**About this exercise:**
Line by line, transcribe the records exactly.

**Records drawn from a dataset:**
=== Section Start ===
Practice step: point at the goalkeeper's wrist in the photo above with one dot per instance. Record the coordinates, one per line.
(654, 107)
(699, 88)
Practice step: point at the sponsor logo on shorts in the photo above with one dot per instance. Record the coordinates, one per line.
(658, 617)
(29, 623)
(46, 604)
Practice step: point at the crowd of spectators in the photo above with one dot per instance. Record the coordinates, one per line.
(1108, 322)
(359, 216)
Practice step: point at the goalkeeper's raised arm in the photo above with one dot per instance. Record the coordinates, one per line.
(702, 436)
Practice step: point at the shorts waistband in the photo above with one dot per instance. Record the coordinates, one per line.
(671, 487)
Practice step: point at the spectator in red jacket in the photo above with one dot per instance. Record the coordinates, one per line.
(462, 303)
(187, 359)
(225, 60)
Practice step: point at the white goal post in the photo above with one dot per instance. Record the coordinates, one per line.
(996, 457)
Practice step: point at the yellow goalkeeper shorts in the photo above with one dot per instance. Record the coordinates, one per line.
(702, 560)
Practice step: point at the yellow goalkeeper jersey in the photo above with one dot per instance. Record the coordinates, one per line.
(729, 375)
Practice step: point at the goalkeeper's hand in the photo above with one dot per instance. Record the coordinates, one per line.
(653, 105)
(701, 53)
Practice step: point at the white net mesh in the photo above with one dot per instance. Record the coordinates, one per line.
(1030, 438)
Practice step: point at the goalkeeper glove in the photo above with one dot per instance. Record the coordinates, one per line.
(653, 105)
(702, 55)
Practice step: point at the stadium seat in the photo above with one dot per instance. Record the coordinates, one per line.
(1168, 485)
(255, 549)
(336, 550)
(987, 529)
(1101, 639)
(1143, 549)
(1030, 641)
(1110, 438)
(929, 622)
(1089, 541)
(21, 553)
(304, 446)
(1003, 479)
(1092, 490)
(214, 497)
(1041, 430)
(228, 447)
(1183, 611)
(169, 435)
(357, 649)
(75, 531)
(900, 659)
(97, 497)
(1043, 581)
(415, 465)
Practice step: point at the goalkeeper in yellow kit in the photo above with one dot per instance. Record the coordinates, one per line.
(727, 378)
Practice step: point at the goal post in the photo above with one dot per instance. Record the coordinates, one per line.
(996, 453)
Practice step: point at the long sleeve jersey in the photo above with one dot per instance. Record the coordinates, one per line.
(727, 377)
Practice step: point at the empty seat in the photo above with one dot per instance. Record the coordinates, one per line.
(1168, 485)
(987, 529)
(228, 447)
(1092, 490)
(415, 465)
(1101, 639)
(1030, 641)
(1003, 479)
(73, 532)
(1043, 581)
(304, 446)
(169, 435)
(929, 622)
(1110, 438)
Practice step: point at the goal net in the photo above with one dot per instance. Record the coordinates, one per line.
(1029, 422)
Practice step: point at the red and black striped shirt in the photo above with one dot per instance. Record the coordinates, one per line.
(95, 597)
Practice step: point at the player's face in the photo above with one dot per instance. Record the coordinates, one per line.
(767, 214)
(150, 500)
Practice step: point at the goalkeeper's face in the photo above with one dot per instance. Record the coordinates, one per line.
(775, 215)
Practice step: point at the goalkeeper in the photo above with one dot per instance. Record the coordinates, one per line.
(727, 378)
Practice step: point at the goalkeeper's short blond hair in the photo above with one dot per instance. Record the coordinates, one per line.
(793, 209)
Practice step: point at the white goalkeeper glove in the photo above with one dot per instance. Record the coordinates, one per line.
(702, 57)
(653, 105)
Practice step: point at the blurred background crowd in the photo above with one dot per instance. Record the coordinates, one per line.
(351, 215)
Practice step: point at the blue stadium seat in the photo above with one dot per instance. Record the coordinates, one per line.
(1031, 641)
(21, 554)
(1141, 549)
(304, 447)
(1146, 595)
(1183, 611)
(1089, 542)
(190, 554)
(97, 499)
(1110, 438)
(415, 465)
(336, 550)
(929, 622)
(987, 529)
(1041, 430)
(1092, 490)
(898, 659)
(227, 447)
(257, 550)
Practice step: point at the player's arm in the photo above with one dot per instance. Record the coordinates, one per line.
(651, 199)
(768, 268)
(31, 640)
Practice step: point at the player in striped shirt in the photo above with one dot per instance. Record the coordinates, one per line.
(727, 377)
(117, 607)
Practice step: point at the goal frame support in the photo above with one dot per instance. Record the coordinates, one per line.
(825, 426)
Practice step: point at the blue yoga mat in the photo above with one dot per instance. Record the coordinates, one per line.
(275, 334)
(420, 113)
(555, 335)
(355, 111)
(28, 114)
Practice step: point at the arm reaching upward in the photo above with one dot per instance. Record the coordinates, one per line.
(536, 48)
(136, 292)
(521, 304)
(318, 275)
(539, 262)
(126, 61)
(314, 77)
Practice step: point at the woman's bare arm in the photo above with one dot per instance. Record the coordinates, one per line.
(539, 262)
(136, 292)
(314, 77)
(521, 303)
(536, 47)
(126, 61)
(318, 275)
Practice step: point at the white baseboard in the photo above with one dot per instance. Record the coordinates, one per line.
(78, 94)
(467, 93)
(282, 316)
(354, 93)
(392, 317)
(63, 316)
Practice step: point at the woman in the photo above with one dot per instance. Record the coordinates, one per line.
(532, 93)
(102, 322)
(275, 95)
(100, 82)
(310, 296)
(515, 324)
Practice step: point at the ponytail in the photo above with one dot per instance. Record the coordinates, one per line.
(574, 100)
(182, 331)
=== Section End ===
**Answer space:**
Practice step: point at the goalkeeper's wrist in the photo above with one dot per instance. Record the coordinates, one per line.
(654, 107)
(699, 88)
Practice step: point at the sponsor logo on shorts in the photo above with one dot per instance. Record the coordinates, one per line.
(658, 617)
(29, 623)
(46, 604)
Practice step: point at the crowd of spectators in the photo above with one dot per instance. Record the coordinates, one per line.
(1108, 322)
(359, 216)
Practice step: point at the goalkeeper's raised arm in the photo above with one dot per instance. Record the coordinates, one per line.
(702, 436)
Practice step: point at the shorts waistband in the photo above with one dot per instance. Record the coordinates, one per line.
(671, 487)
Practice step: point at the spectator in red jacket in the photo above with one dot per instance. Record the coordinates, one per line.
(462, 303)
(187, 359)
(225, 60)
Practice step: point at the white goal post in the photo above with one dot per instance. Record the coordinates, one per line.
(996, 457)
Practice step: point at the yellow goalkeeper shorts in the photo above with one dot per instance. Record the coordinates, one per line.
(702, 560)
Practice step: point at the yellow goalkeeper jersey in the photo above with one dot per instance. Record the coordinates, one per line.
(729, 375)
Practice step: point at the goalkeeper's hand in the photo above with one dot per instance. Record the coordinates, one per line.
(653, 105)
(701, 53)
Practice step: point at the white net mesh in the photo above with one dot per instance. Record the coordinates, one per line.
(1030, 438)
Practice step: point at the goalkeeper glove in the photo above with one dot per instance. Record the coordinates, one per line.
(653, 105)
(702, 55)
Practice step: point at the stadium seat in the photo above with one dot per instance. Record the coordinates, one per line.
(1168, 485)
(255, 549)
(336, 550)
(987, 529)
(1101, 639)
(1143, 549)
(1030, 641)
(1110, 438)
(929, 622)
(1089, 541)
(21, 553)
(304, 446)
(1003, 479)
(1092, 490)
(214, 497)
(1041, 430)
(228, 447)
(1183, 611)
(169, 435)
(357, 649)
(75, 531)
(900, 659)
(97, 497)
(1043, 581)
(415, 465)
Practice step: point at the goalkeeper in yellow kit in the photo above with one dot per instance. Record the coordinates, one per line.
(727, 378)
Practice step: point at the goal post in the photo above with one dot per instance. Record the coordinates, one per line.
(996, 453)
Practice step: point at the long sleeve jersey in the photo above with one dot per instance. Record the coordinates, one per line.
(727, 377)
Practice step: point at the empty seat in the photo above with one dot per instance. Record the coordinates, one per line.
(1168, 485)
(987, 529)
(228, 447)
(1092, 490)
(415, 465)
(1101, 639)
(1030, 641)
(1003, 479)
(73, 532)
(1043, 581)
(304, 446)
(169, 435)
(929, 622)
(1110, 438)
Practice step: point at the goal net in the photo above with one dot per instance. Record the coordinates, one per line.
(1029, 422)
Practice step: point at the red and black striped shirt in the photo above with one dot per instance. Record the coordinates, one per line.
(95, 597)
Practice step: point at the player's face in the photo above with one dot per instance. Record the coordinates, one per line.
(767, 214)
(150, 500)
Practice step: point at the goalkeeper's face in the photo above with one dot per instance. Record the coordinates, one per line.
(775, 215)
Practice step: point at the goalkeeper in the photo above with one dot per instance. Record the coordinates, one per line.
(727, 378)
Practice step: point at the goalkeeper's short blond hair in the photo above with one dot per instance. Record the coordinates, one per line.
(793, 209)
Practice step: point at the white goalkeeper glove in the photo above with one dot per instance. Record the coordinates, one per line.
(702, 57)
(653, 105)
Practice step: point at the blurred background crowd in the photo above with one dot per instance. Record the coordinates, one per line.
(351, 215)
Practice step: point at the blue stadium seat in the photo above with one dot per instance. Record the coordinates, one per line.
(1031, 641)
(21, 554)
(1141, 549)
(304, 447)
(1146, 595)
(1183, 611)
(1089, 542)
(190, 554)
(97, 499)
(1110, 438)
(415, 465)
(336, 550)
(929, 622)
(987, 529)
(1041, 430)
(1092, 490)
(898, 659)
(227, 447)
(257, 550)
Practice step: point at the player's arm in the photo above with one dot per instance. Record the coordinates, one per line.
(651, 199)
(768, 268)
(31, 640)
Practice step: point at the player in striped shirt in the photo above with one dot per instance. Record the coordinates, one per line.
(727, 377)
(117, 607)
Practice step: point at the goal frame support in the photo above with one dot per instance. Record the coordinates, one per line.
(825, 426)
Practice step: point at the blue yoga mat in the photo above with one dot per instance. Record the coordinates, one per line.
(275, 334)
(420, 113)
(555, 335)
(355, 111)
(28, 114)
Practice step: point at the arm reaching upward in the photo above with one dot per instance. Record the coordinates, one per line.
(536, 48)
(136, 292)
(521, 304)
(318, 275)
(539, 262)
(126, 61)
(314, 77)
Practice step: point at the woman's bare arm in the photo above with one dot per instance. Record the coordinates, one per line.
(539, 262)
(136, 292)
(314, 77)
(521, 303)
(536, 47)
(126, 61)
(318, 275)
Practice step: point at the white baseboard in the photo above with one dot per instance. Record the coordinates, one per line.
(78, 94)
(467, 93)
(282, 316)
(354, 93)
(392, 317)
(63, 316)
Practice step: point at the woman in the photo above with one dot per instance. Record the coordinates, one per line.
(532, 93)
(102, 322)
(275, 95)
(100, 82)
(310, 296)
(515, 324)
Practice step: point at the ponytail in the photo above with one dot per instance. Record the coordinates, one per line.
(574, 100)
(182, 331)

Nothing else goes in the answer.